YOUR OBJECTIVE:
Output every entry exactly as written.

★ ★ ★ ★ ★

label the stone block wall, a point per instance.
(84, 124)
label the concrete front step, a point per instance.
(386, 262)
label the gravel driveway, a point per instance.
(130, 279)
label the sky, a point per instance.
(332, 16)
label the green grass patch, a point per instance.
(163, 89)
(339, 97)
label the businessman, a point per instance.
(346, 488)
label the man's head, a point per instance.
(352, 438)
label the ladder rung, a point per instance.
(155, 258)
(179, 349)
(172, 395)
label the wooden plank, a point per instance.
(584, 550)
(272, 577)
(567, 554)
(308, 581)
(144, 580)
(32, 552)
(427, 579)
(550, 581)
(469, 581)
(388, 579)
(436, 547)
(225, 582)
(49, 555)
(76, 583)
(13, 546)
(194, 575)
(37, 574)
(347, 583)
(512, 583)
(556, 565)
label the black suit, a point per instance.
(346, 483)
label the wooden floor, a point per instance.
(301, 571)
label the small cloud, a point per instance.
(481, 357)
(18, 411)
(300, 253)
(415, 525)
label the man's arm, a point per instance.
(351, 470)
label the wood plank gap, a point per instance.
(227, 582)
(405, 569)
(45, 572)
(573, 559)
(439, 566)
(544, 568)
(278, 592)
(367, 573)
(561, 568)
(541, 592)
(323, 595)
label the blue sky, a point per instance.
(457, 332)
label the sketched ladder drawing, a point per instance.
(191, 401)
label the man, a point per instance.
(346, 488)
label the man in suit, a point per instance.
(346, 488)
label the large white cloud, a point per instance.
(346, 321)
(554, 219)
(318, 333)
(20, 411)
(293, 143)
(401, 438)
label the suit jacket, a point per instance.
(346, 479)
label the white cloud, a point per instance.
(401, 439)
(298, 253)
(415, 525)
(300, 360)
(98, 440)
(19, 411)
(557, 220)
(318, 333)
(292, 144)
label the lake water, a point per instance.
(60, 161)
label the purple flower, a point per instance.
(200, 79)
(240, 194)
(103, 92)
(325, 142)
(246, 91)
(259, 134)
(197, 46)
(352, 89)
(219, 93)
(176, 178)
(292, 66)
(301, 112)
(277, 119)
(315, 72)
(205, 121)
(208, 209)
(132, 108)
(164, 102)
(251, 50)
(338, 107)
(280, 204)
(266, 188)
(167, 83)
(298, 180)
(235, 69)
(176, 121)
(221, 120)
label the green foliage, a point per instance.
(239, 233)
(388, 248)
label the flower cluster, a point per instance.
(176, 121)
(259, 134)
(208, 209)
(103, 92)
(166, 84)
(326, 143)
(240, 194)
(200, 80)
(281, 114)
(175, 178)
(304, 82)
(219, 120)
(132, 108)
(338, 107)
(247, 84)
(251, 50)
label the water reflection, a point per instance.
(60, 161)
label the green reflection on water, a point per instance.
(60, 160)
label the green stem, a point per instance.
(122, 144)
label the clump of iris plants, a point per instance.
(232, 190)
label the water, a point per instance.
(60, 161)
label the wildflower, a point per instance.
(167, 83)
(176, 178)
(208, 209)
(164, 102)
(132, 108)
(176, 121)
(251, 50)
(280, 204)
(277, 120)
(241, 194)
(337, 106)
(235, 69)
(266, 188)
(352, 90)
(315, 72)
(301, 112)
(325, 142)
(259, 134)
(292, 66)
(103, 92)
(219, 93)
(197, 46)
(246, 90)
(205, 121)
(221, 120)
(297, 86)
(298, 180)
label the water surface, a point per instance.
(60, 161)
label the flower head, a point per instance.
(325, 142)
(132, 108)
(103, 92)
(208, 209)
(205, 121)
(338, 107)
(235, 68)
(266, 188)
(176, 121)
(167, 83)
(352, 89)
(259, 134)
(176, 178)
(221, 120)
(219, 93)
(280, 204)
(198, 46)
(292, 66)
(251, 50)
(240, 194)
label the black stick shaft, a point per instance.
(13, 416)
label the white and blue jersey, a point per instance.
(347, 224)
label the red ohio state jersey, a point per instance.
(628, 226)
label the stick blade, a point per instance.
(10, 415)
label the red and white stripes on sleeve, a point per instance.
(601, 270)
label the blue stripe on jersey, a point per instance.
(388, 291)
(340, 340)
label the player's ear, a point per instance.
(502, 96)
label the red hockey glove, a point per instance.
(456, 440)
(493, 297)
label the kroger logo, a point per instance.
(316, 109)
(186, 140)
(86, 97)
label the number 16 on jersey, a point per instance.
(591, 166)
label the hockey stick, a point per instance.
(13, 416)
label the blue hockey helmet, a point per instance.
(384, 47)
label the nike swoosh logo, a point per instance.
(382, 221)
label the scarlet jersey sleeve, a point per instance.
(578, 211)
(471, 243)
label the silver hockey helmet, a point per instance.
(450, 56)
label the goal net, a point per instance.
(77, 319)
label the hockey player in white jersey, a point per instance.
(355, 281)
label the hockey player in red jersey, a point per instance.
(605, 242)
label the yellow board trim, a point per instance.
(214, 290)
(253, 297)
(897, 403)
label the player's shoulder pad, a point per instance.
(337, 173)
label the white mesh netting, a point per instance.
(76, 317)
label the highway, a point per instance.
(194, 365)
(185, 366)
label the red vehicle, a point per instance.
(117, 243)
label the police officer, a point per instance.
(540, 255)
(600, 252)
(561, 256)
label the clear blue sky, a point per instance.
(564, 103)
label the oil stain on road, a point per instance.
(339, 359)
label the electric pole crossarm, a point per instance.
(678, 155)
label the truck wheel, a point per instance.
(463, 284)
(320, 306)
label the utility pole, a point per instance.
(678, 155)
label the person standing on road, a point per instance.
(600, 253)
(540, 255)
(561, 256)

★ ★ ★ ★ ★

COMPLETED EXERCISE:
label the stone block wall, a point per instance.
(84, 124)
label the concrete front step, a point per instance.
(386, 262)
label the gravel driveway, a point per instance.
(130, 279)
label the sky, a point per instance.
(332, 16)
label the green grass patch, a point per instance.
(163, 89)
(339, 97)
label the businessman, a point per instance.
(346, 488)
label the man's head, a point per instance.
(352, 438)
label the ladder rung, a point per instance.
(155, 258)
(179, 349)
(172, 395)
label the wooden plank, a point per instance.
(584, 550)
(272, 577)
(567, 554)
(308, 581)
(144, 580)
(32, 552)
(427, 579)
(550, 581)
(469, 581)
(388, 579)
(436, 547)
(225, 582)
(49, 555)
(76, 583)
(13, 546)
(194, 575)
(37, 574)
(347, 583)
(512, 583)
(556, 565)
label the black suit, a point per instance.
(346, 483)
label the wooden floor, a point per instance.
(301, 571)
label the small cloud, a point per instance.
(481, 357)
(18, 411)
(300, 253)
(415, 525)
label the man's arm, a point per instance.
(351, 470)
label the wood plank gap, a point per instance.
(227, 582)
(405, 569)
(45, 572)
(573, 559)
(439, 566)
(544, 568)
(278, 592)
(367, 573)
(561, 568)
(541, 592)
(323, 595)
label the blue sky, a point per instance.
(457, 332)
label the sketched ladder drawing, a point per instance.
(191, 401)
label the man, a point per instance.
(346, 488)
label the man in suit, a point per instance.
(346, 488)
label the large white cloud, a point per instance.
(346, 321)
(554, 219)
(318, 333)
(20, 411)
(293, 143)
(401, 438)
label the suit jacket, a point per instance.
(346, 479)
label the white cloud, a point per instance.
(401, 439)
(298, 253)
(415, 525)
(300, 360)
(98, 440)
(19, 411)
(557, 220)
(318, 333)
(292, 144)
label the lake water, a point per instance.
(60, 161)
label the purple flower, a point per instance.
(200, 79)
(240, 194)
(103, 92)
(325, 142)
(246, 91)
(259, 134)
(197, 46)
(352, 89)
(219, 93)
(176, 178)
(292, 66)
(301, 112)
(277, 119)
(315, 72)
(205, 121)
(208, 209)
(132, 108)
(164, 102)
(251, 50)
(338, 107)
(280, 204)
(266, 188)
(167, 83)
(298, 180)
(235, 69)
(176, 121)
(221, 120)
label the green foliage, a point per instance.
(239, 233)
(388, 248)
label the flower cluster, a point per instance.
(176, 121)
(259, 134)
(208, 209)
(103, 92)
(166, 84)
(326, 143)
(240, 194)
(200, 80)
(281, 114)
(175, 178)
(304, 82)
(219, 120)
(132, 108)
(338, 107)
(247, 84)
(251, 50)
label the water reflection, a point per instance.
(60, 161)
label the green reflection on water, a point per instance.
(60, 160)
label the green stem, a point per instance.
(122, 144)
label the clump of iris plants, a point per instance.
(232, 190)
label the water, a point per instance.
(60, 161)
label the wildflower, a point per instance.
(167, 83)
(176, 178)
(208, 209)
(164, 102)
(132, 108)
(176, 121)
(251, 50)
(280, 204)
(277, 120)
(241, 194)
(337, 106)
(235, 69)
(266, 188)
(352, 90)
(315, 72)
(301, 112)
(325, 142)
(259, 134)
(292, 66)
(103, 92)
(219, 93)
(197, 46)
(246, 90)
(205, 121)
(221, 120)
(297, 86)
(298, 180)
label the water surface, a point per instance.
(60, 161)
label the flower head, a point per instance.
(325, 142)
(132, 108)
(103, 92)
(208, 209)
(205, 121)
(338, 107)
(235, 68)
(266, 188)
(176, 121)
(167, 83)
(352, 89)
(259, 134)
(176, 178)
(221, 120)
(219, 93)
(280, 204)
(198, 46)
(292, 66)
(251, 50)
(240, 194)
label the black stick shaft, a point per instance.
(13, 416)
label the white and blue jersey, a point per instance.
(347, 224)
label the red ohio state jersey, a point per instance.
(628, 226)
label the stick blade, a point per instance.
(10, 415)
label the red and white stripes on sleeve, a point per instance.
(601, 270)
label the blue stripe on jersey, a point per instance.
(388, 291)
(340, 340)
label the player's ear, a point per instance.
(502, 96)
label the red hockey glove, a point per instance.
(456, 440)
(493, 297)
label the kroger logo, a point per instance.
(316, 109)
(186, 140)
(86, 97)
label the number 16 on jersey, a point per instance.
(591, 166)
label the hockey stick, a point per instance.
(13, 416)
label the blue hockey helmet, a point per instance.
(384, 47)
label the nike swoosh logo, a point per instance.
(382, 221)
label the scarlet jersey sleeve, a point per instance.
(578, 211)
(471, 243)
label the silver hockey helmet, a point per instance.
(450, 56)
label the goal net, a point per instance.
(77, 319)
label the hockey player in white jersey, a point per instance.
(355, 281)
label the hockey player in red jersey, a point per instance.
(605, 242)
label the yellow board trim, a point per instance.
(214, 290)
(253, 297)
(897, 403)
label the player's shoulder pad, a point per instance.
(337, 173)
label the white mesh netting, a point per instance.
(76, 317)
label the highway, a point per instance.
(194, 365)
(185, 366)
label the red vehicle, a point per instance.
(117, 243)
label the police officer, a point per instance.
(540, 255)
(600, 252)
(561, 256)
label the clear blue sky, a point per instance.
(564, 103)
label the oil stain on road, a point per instance.
(339, 359)
label the electric pole crossarm, a point per instance.
(678, 155)
label the truck wheel, a point per instance.
(463, 284)
(320, 306)
label the utility pole, a point per instance.
(678, 155)
label the person standing on road, a point per instance.
(600, 253)
(540, 255)
(561, 256)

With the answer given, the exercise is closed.